Problem.
Please write out the data below word for word, from the line with "Could you kindly indicate each instance of the thumb" up to and including the line with "<point>235,128</point>".

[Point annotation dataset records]

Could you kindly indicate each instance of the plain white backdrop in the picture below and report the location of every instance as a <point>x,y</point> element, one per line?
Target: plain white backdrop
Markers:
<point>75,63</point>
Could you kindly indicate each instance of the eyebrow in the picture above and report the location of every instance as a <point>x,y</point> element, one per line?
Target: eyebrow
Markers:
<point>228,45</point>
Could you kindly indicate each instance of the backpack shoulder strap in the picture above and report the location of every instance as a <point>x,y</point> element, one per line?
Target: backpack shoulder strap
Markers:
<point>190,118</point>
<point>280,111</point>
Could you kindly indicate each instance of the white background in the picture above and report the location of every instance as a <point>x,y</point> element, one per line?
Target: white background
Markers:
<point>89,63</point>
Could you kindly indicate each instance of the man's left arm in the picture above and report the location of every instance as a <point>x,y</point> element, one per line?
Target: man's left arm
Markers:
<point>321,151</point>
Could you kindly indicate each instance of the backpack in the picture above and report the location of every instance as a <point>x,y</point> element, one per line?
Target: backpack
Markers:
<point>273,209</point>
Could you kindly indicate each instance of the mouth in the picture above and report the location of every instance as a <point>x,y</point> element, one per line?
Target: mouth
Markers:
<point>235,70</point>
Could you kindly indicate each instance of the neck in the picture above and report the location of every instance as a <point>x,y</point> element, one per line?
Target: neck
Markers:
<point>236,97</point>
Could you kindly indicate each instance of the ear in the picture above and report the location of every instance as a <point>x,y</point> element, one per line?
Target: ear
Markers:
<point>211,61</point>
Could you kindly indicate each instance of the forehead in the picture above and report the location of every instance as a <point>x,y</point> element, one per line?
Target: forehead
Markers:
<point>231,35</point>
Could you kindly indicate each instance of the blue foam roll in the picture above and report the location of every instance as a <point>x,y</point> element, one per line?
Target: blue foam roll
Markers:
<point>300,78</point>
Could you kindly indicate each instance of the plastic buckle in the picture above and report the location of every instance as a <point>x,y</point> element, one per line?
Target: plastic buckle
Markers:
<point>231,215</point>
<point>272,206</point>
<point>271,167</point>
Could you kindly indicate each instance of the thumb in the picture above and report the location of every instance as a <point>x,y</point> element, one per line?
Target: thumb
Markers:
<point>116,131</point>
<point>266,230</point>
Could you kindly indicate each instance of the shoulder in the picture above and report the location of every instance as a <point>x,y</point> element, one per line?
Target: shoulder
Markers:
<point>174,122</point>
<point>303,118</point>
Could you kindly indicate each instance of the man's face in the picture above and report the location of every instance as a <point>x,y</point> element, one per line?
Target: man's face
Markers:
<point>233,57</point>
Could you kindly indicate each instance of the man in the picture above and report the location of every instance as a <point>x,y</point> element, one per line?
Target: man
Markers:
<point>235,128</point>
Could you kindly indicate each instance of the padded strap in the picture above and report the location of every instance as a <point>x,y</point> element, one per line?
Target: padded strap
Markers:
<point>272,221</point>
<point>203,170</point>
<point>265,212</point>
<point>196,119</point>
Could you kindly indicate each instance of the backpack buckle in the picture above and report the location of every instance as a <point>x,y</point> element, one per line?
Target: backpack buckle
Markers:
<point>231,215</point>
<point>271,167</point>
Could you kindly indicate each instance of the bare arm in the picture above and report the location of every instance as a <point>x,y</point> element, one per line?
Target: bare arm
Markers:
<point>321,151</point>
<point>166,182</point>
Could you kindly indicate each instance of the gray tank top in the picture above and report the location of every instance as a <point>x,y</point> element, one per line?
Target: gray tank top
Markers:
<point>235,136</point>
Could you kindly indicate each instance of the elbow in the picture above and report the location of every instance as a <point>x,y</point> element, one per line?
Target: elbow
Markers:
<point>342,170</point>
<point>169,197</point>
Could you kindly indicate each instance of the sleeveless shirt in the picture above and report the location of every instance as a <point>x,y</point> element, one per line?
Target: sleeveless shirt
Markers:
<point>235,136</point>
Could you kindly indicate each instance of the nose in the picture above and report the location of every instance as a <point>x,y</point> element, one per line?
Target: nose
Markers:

Answer.
Could you kindly indicate each instance of the thumb in the picture above and report the location of every instance as a <point>x,y</point> element, one per line?
Target: thumb
Markers:
<point>116,131</point>
<point>266,230</point>
Could you kindly indicate each instance of the shoulder in the picture above and report the location of every instance as a <point>x,y</point> element, one per line?
Target: shoulder
Markers:
<point>174,122</point>
<point>303,118</point>
Could you kindly indicate each instance of the man's face in the picture above and report the location of every instance as a <point>x,y</point> element, one per line?
Target: man's face
Markers:
<point>233,57</point>
Could you kindly indicate each instance of the man in the picture above and report the location of every instance as a <point>x,y</point> element, one per line?
Target: man
Markers:
<point>235,128</point>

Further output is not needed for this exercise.